** BEGIN Material supplied **

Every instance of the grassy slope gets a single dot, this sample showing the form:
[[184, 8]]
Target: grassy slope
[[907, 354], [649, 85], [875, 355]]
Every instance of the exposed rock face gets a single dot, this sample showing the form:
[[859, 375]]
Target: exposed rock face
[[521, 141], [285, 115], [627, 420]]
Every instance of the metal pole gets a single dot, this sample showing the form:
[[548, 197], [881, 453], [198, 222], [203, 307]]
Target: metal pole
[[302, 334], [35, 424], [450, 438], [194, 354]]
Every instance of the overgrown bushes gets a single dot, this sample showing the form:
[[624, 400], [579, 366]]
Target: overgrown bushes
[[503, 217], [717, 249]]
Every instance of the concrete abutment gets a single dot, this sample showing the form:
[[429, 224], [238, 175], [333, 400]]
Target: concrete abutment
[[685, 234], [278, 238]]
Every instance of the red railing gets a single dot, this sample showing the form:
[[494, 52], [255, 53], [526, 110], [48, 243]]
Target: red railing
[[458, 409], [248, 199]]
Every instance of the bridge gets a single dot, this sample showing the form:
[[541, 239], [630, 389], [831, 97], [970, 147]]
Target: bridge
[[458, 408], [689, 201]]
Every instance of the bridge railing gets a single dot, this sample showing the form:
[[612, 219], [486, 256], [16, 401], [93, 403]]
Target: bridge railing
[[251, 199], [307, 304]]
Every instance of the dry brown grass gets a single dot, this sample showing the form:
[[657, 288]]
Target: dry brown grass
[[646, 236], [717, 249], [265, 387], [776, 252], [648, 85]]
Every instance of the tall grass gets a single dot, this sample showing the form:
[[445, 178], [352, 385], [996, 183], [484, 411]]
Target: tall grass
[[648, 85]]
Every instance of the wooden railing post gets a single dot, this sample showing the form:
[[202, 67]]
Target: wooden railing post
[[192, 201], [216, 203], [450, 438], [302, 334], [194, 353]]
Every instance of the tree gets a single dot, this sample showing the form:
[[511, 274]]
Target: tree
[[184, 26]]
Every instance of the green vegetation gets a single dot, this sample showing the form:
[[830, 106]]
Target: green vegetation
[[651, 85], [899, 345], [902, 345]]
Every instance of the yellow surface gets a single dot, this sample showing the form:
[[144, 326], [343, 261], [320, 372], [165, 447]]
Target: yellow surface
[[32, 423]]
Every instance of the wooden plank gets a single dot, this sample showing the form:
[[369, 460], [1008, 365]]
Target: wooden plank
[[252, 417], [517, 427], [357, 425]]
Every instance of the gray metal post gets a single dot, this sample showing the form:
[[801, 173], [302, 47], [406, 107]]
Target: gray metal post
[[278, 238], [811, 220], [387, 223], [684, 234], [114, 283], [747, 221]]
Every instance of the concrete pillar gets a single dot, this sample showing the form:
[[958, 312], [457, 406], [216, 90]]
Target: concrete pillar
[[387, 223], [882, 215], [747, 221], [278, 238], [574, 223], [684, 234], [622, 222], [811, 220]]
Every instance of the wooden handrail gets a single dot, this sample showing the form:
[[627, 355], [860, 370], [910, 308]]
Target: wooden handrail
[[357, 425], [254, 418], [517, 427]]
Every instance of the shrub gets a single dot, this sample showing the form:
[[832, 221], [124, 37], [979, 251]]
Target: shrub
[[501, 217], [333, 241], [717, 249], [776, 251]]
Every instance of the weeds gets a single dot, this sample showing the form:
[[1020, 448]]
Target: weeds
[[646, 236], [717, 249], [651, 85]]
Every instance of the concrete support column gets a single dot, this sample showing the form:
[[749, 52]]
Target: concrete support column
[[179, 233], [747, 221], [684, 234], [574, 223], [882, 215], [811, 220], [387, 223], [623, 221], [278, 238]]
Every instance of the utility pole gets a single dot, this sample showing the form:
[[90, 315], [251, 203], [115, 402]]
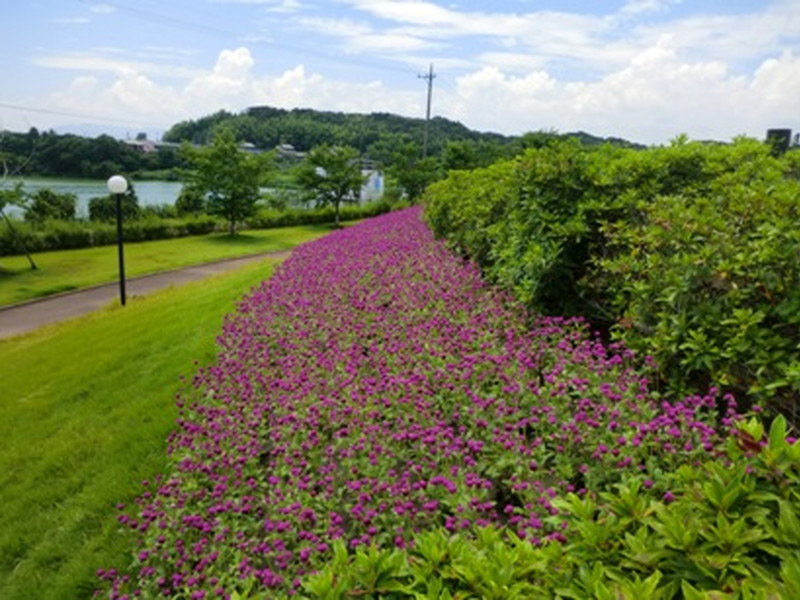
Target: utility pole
[[430, 77]]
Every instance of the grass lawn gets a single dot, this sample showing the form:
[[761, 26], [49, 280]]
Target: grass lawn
[[86, 408], [64, 270]]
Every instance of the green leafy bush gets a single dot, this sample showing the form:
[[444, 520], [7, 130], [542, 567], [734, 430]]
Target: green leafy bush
[[726, 529], [688, 253], [46, 204]]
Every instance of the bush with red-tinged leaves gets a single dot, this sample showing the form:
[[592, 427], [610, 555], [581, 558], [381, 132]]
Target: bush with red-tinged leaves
[[374, 388]]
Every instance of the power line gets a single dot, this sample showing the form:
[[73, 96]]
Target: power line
[[430, 76], [162, 19], [61, 113]]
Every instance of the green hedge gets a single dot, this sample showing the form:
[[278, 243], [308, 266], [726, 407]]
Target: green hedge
[[268, 219], [65, 235], [726, 529], [689, 253]]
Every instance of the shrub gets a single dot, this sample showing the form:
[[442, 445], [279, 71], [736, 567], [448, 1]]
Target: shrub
[[46, 204], [726, 529], [687, 253], [376, 387]]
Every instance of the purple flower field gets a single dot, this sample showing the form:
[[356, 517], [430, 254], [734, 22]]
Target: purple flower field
[[376, 387]]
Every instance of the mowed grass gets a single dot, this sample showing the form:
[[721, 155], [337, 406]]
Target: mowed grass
[[86, 408], [66, 270]]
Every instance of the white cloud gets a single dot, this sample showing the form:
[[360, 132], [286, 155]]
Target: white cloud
[[230, 84], [359, 37], [102, 9], [637, 7], [655, 94], [653, 98], [71, 20], [97, 61]]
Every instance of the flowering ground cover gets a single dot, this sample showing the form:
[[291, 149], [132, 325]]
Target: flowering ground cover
[[375, 388]]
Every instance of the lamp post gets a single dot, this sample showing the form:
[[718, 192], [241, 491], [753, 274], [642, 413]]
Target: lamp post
[[117, 185]]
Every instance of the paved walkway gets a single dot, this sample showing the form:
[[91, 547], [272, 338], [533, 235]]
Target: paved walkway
[[22, 318]]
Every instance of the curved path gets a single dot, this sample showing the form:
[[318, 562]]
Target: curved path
[[22, 318]]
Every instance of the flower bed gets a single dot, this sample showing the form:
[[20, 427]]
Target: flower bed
[[374, 388]]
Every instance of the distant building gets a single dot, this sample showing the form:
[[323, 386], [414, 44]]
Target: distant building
[[373, 186], [250, 147], [780, 139], [289, 151], [146, 146]]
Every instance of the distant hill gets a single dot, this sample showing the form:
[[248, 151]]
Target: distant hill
[[304, 128]]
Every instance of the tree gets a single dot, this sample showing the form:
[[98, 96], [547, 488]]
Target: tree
[[229, 178], [47, 204], [411, 170], [191, 201], [333, 175]]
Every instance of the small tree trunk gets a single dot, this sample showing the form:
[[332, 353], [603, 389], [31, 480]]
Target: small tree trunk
[[20, 243]]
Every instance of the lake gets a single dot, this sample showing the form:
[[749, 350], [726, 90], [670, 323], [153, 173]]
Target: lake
[[149, 192]]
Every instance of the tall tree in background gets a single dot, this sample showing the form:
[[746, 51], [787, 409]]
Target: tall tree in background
[[411, 170], [229, 178], [333, 175]]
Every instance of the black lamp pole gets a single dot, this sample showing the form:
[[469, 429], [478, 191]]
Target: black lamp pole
[[119, 250], [118, 185]]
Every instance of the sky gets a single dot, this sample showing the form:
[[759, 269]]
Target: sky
[[644, 70]]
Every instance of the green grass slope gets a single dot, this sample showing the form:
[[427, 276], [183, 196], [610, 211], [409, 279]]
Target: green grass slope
[[87, 406], [66, 270]]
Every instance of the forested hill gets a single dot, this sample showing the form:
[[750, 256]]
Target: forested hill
[[266, 127], [303, 128]]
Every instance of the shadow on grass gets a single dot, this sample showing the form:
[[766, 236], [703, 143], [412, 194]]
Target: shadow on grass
[[238, 240], [245, 239]]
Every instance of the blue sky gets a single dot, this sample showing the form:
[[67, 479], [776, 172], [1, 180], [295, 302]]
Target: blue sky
[[641, 69]]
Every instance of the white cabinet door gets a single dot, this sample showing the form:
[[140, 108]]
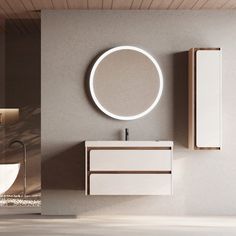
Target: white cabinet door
[[130, 184], [130, 160], [208, 98]]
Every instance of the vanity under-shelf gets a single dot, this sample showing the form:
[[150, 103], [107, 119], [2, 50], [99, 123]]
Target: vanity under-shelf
[[128, 167]]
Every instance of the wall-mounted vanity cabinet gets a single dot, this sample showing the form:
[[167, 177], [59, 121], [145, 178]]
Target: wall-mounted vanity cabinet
[[128, 168], [205, 93]]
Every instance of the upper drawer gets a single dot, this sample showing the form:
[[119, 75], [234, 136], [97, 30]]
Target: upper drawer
[[130, 160]]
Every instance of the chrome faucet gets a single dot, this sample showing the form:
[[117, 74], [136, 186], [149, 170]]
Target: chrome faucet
[[126, 134], [24, 161]]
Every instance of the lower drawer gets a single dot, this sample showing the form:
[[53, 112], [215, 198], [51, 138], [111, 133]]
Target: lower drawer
[[130, 184]]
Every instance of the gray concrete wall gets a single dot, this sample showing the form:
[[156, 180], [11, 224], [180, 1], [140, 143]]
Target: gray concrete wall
[[204, 181]]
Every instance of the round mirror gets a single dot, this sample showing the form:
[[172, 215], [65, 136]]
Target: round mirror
[[126, 83]]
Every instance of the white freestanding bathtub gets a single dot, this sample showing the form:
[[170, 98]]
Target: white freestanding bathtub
[[8, 175]]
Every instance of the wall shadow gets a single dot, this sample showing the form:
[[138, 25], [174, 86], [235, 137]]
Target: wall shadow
[[65, 170], [22, 90], [180, 65]]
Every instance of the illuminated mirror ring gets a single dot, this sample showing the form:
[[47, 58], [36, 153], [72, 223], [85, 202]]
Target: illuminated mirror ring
[[102, 107]]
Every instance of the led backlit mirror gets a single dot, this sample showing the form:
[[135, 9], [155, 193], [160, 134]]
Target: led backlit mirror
[[126, 83]]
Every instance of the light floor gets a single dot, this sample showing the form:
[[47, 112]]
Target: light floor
[[119, 225]]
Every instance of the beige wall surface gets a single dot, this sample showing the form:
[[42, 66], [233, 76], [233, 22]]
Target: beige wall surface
[[204, 181]]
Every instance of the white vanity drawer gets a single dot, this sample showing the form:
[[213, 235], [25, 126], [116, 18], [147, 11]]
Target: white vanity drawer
[[130, 184], [130, 160]]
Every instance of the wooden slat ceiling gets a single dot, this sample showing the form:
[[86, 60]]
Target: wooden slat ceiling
[[18, 11]]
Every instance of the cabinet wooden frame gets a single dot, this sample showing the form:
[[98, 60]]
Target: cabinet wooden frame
[[89, 172], [192, 101]]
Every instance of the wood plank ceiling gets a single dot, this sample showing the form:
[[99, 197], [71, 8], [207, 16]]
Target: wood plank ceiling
[[21, 11]]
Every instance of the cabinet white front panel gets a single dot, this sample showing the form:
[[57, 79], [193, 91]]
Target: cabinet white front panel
[[136, 160], [208, 98], [130, 184]]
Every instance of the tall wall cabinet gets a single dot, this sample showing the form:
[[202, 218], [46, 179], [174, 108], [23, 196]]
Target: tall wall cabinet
[[205, 93]]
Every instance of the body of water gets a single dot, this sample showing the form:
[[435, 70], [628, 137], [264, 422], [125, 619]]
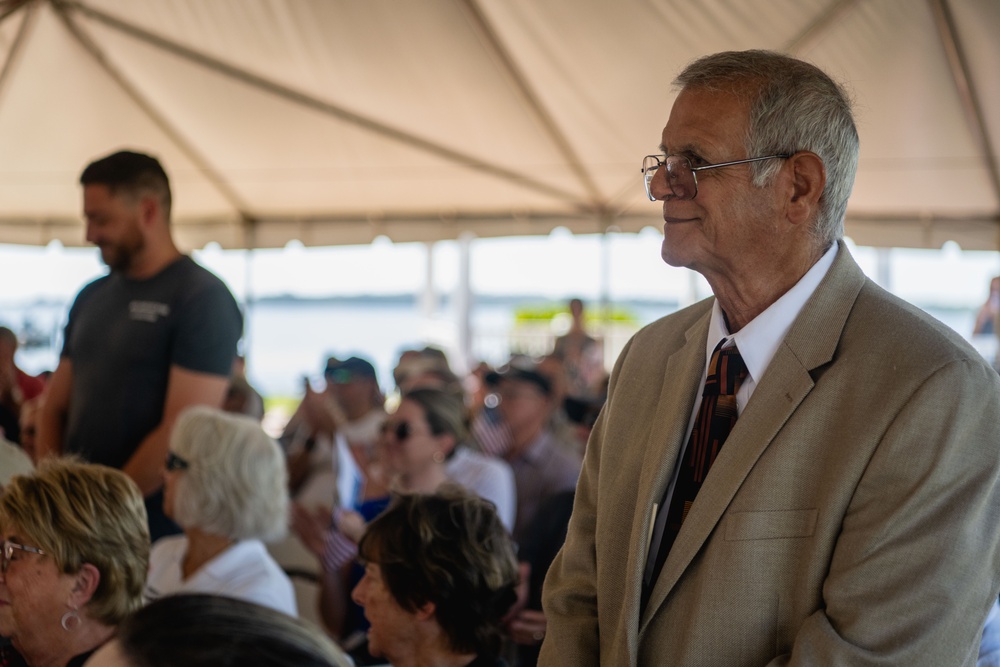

** END Material supplied **

Task description: Copy the stretch from the line containing "Every instance of the tall wall" through the end of the entries, changing "Every instance" to "Each instance" and keeping everything else the same. Leave the pictures out.

Written solution:
Each instance of the tall wall cabinet gets a single dot, this sample showing the form:
[[202, 218], [46, 179], [174, 108], [23, 196]]
Target: tall wall cabinet
[[205, 93]]
Each instance of the body of water gets a single dot, this sample showing the form:
[[435, 70], [628, 137], [264, 422], [125, 619]]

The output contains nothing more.